**EXERCISES TO COMPLETE**
- A) In the resource monitoring post, which command reports on network connections?
- B) Continue the resource monitoring post from the point where it stops.

You have a resource that is getting blocked and is causing the system to
run totally out of resources (hence the reboot).
You have:
1) memory
2) disk space
3) temporary disk space
4) network
5) program id's
as resources.
You can use the various "*stat" programs to look at resources.
vmstat tells you about memory and virtual memory
iostat tells you about i/o activities
df will tell you about disk space
netstat -a will tell you about network connections
ps will tell you about processes.
Write a small script to monitor the bits of the system you need
and have it run every few minutes and log the results.
Here is a script that I use to solve this problem when I have a wierd
pile of changes that I can't catch:
#!/usr/bin/perl5
# LVM - Dave Regan/John Sechrest
# creates a log, which you can then use cut+plot to see patterns
#
# monitor and log a lot of stuff. don't know what might be important, so
# log a lot of stuff.
#
# some of the stuff: vmstat output. loadavg. network counters.
#
# here are the column data:
# 1 procs r
# 2 procs b
# 3 procs w
# 4 swpd
# 5 free mem, kb
# 6 buff mem, kb
# 7 cache mem, kb
# 8 swap si
# 9 swap so
# 10 io - bi
# 11 io - bo
# 12 system in
# 13 system cs
# 14 cpu user
# 15 cpu system
# 16 cpu idle
# 17 loadavg 1min
# 18 loadavg 5min
# 19 loadavg 15min
# 20 net recv bytes
# 21 net recv packets
# 22 net recv errs
# 23 net recv drop
# 24 net recv fifo
# 25 net recv frame
# 26 net recv compressed
# 27 net recv multicast
# 28 net trans bytes
# 29 net trans packets
# 30 net trans errs
# 31 net trans drop
# 32 net trans fifo
# 33 net trans colls
# 34 net trans carrier
# 35 net trans compressed
# 36 collision since last
# 37 epoch time
# 38 human time
#
# to plot "collision since last" in gnuplot, following commands:
#
# set xdata time
# set timefmt "%m/%d/%Y %H:%M:%S"

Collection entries
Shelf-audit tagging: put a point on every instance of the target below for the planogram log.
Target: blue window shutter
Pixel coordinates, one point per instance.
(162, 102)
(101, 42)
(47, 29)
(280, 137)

--

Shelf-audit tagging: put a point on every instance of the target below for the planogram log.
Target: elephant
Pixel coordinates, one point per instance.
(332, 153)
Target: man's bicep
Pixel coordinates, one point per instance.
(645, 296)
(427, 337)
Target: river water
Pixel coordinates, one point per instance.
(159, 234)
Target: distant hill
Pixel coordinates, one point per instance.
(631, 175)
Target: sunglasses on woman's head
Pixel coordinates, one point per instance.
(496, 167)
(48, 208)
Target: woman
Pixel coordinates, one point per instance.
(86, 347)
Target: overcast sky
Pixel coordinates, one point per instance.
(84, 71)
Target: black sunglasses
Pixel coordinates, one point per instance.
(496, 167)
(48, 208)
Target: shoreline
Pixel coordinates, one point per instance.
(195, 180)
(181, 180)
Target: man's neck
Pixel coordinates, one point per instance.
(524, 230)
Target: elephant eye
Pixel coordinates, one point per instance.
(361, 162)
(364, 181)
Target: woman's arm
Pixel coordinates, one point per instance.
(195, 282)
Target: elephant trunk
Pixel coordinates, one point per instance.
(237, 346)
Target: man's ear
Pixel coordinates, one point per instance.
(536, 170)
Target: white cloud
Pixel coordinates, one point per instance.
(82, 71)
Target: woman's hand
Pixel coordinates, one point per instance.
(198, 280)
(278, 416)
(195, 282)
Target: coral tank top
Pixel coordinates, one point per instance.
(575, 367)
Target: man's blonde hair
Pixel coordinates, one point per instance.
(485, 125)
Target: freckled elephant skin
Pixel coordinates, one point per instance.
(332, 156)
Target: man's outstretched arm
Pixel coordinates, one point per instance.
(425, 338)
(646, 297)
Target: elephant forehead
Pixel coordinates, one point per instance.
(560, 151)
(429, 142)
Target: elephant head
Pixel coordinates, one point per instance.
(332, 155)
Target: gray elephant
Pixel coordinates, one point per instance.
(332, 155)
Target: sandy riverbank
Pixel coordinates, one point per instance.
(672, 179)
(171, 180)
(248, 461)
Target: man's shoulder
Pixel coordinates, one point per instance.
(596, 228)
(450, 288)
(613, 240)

**ANSWERS GIVEN**
- A) netstat -a

- B)
# set format x "%H:%M"
# plot "lvm.log" using 38:36
# open me a log file and hot pipe it.
open( O, ">lvm.log" ) || die "cannot open log: $!\n";
select O; $| = 1;
# set a few "last" value variables.
$lastCollisions = 0;
# open a vmstat
open( V, "vmstat -n 1 |" ) || die "cannot open vmstat for input: $!\n";
# first two vmstat output is header, third is "since boot", discard all;
$junk = <V>; $junk = <V>; $junk = <V>; $junk = <V>;
# ok, now lets do some work.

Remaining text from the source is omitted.